● **What you need to do**:
**1)** In the account of Nigel's arrest, how many cats had the "Brighton Cat Killer" stabbed and wounded or killed since October 2018?
**2)** List everything the account of Nigel's arrest says was taken from him at the police station.
**3)** From the account of Nigel's arrest, copy the passage that opens with the words containing "Nigel, who is" and closes with "shocking, alien experience.".

[[ Text block open ]]

What made the experience even more humiliating than it would have been anyway – at a public train station – was the fact that it happened in front of several of Nigel’s former work colleagues whom he had been in the process of meeting at the station.
The Officers searched Nigel, stating he was under arrest for ‘criminal damage’ and repeatedly referring to him by the name of “Steve”. Just as the Gaits clearly had an iron- cast ‘alibi’ to the wrongful accusations brought against them, Nigel was swift to offer the Officers evidence that he was not the man ‘Steve’ whom they apparently thought he was. He produced his driving licence and explained that his former colleagues could vouch him – but he was ignored by the Officers.
It became clear that the Officers were acting on the basis of a photocopied CCTV still of the suspect (whom they had evidently already identified by name), but they refused to show this to Nigel.
Nigel was then, totally unnecessarily, handcuffed (he was putting up no physical resistance at all) and marched to a Police vehicle, during which time the Officers informed Nigel that he was suspected of being responsible for a number of cat mutilations in the local area. This was a reference to the case of the “Brighton Cat Killer” – who had stabbed and wounded or killed 16 cats since October 2018. As I referred to above, the local police were clearly feeling under pressure to apprehend the culprit behind these very distressing attacks.
We now know that a man named Steve Bouquet was in fact the real target of the Police, as they arrested him later the same day, and he has subsequently been charged with these offences.
Nigel, who is in fact an animal lover, was disgusted to be accused of this horrible crime and strongly denied any involvement.
Conveyed to a police station, Nigel had his fingerprints, DNA and photograph taken and was placed in a cell in a state of shock, anger and bewilderment. He had never before been arrested and found himself undergoing a totally shocking, alien experience.

[[ Text block closed ]]
[[ Given records open ]]

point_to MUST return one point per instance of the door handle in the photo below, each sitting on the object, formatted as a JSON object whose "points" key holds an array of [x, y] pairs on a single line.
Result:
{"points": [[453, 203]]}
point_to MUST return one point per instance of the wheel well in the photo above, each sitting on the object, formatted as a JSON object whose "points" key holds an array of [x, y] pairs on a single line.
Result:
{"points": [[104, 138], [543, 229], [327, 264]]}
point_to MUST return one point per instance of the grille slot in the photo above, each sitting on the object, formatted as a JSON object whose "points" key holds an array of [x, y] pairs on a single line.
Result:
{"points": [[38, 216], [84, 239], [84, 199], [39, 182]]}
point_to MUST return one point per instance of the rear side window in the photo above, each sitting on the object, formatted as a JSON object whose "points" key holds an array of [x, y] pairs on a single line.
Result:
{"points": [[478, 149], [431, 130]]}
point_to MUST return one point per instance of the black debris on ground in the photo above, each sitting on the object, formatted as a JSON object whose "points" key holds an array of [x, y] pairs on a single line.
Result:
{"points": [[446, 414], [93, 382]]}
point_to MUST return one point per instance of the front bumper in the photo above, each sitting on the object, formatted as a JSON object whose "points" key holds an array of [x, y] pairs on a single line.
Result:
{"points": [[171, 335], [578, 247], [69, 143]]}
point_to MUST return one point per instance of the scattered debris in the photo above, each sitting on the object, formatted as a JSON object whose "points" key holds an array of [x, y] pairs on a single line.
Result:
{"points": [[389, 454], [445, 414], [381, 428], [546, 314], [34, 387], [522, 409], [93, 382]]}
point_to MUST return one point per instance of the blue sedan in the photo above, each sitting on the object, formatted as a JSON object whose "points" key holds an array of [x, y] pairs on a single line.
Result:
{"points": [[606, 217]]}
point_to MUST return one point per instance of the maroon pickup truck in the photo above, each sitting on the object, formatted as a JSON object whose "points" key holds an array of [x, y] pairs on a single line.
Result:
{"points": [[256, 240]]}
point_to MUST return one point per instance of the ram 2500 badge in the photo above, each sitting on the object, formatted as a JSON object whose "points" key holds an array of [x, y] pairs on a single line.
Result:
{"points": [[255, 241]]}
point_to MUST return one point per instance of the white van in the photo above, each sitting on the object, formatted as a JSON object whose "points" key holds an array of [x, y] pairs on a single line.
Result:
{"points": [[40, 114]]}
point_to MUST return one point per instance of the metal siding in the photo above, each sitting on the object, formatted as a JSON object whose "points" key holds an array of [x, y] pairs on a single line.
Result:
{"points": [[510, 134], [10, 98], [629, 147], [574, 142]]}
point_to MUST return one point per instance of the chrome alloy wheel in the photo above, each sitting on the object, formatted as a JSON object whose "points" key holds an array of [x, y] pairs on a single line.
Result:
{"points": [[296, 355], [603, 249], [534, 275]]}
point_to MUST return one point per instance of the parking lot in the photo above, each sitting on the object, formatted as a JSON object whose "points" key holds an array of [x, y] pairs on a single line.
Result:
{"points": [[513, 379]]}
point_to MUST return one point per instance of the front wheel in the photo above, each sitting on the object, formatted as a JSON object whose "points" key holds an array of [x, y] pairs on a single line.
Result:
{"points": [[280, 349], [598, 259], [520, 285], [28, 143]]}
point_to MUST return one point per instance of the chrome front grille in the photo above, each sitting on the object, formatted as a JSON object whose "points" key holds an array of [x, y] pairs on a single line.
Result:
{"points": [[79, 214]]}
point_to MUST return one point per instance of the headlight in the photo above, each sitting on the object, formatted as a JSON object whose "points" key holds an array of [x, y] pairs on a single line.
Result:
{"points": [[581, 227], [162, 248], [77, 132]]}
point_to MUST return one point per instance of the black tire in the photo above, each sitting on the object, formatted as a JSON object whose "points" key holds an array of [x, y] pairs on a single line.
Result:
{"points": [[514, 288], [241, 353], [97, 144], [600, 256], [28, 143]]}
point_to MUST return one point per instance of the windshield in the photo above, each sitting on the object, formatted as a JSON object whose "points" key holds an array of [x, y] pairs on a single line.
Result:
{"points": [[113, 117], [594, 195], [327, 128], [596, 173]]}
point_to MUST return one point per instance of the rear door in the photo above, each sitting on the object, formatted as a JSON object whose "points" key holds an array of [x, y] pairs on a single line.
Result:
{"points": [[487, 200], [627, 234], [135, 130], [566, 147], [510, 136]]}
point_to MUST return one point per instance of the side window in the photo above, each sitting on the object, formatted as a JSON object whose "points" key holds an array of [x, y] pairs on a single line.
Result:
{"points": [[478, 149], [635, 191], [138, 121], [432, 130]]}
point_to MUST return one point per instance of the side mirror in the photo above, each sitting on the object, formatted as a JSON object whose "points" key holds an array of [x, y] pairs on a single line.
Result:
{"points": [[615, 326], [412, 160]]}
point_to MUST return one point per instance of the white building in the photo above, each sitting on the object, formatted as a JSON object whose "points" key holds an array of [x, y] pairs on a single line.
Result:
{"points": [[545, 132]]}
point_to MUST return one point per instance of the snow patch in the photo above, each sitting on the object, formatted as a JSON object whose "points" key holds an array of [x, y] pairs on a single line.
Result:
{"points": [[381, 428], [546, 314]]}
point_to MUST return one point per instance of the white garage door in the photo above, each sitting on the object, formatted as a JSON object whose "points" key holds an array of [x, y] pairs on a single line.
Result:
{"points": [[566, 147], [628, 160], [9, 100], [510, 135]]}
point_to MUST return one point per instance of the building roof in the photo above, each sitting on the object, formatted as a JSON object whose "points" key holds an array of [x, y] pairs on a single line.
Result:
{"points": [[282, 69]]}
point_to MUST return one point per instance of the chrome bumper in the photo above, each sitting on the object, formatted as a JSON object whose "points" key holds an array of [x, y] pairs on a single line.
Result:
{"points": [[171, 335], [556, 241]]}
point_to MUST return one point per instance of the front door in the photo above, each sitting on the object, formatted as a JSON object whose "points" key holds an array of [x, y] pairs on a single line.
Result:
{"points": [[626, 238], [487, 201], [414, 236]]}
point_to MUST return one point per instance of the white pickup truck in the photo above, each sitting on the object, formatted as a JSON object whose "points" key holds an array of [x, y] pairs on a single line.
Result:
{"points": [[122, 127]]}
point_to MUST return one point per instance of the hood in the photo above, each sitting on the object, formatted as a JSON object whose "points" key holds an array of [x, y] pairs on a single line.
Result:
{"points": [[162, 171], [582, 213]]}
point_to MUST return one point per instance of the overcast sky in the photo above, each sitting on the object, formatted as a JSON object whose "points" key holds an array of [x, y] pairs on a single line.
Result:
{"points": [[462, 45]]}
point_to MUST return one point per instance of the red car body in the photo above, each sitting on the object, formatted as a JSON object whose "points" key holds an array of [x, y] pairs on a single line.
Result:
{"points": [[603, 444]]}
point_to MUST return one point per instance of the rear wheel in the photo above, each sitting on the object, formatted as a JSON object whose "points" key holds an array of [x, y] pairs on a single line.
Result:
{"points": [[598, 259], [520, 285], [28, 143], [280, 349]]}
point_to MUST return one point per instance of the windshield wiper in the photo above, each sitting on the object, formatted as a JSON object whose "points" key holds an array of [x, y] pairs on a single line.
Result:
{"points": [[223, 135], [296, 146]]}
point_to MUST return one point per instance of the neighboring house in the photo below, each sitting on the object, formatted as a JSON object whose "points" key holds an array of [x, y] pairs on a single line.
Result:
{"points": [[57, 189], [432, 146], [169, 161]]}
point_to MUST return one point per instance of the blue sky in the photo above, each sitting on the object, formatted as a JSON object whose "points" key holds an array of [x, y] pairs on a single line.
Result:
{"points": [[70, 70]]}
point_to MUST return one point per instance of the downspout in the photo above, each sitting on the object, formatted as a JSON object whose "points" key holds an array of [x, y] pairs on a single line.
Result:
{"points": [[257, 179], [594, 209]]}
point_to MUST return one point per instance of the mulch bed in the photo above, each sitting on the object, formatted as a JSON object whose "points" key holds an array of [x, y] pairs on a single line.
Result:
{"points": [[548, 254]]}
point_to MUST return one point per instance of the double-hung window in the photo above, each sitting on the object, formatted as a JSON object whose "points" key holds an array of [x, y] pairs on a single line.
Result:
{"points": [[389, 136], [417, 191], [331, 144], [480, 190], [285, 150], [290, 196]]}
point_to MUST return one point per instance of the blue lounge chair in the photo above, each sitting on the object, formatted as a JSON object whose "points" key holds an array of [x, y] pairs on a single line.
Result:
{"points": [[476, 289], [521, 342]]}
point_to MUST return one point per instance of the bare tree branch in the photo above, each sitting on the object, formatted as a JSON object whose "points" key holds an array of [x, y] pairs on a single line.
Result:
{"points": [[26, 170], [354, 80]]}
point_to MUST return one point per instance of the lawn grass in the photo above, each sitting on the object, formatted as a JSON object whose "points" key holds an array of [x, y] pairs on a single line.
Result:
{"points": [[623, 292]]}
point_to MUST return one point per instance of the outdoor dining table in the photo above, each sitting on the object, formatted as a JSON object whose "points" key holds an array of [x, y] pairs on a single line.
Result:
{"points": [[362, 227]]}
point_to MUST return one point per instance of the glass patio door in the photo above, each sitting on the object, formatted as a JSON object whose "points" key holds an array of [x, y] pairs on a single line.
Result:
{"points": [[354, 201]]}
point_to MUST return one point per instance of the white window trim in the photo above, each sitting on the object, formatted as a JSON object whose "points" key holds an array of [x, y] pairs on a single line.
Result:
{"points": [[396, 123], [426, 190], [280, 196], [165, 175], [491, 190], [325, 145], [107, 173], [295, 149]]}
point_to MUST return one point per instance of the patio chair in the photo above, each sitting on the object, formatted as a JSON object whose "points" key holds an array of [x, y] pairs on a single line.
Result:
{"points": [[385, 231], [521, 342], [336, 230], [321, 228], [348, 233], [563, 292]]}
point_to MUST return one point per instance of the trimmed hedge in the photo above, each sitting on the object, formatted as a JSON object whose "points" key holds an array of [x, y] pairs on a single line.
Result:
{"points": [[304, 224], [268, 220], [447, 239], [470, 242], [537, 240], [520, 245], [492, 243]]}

[[ Given records closed ]]

● **Results in order**:
**1)** 16 cats.

**2)** His fingerprints, his DNA and his photograph.

**3)**
Nigel, who is in fact an animal lover, was disgusted to be accused of this horrible crime and strongly denied any involvement.
Conveyed to a police station, Nigel had his fingerprints, DNA and photograph taken and was placed in a cell in a state of shock, anger and bewilderment. He had never before been arrested and found himself undergoing a totally shocking, alien experience.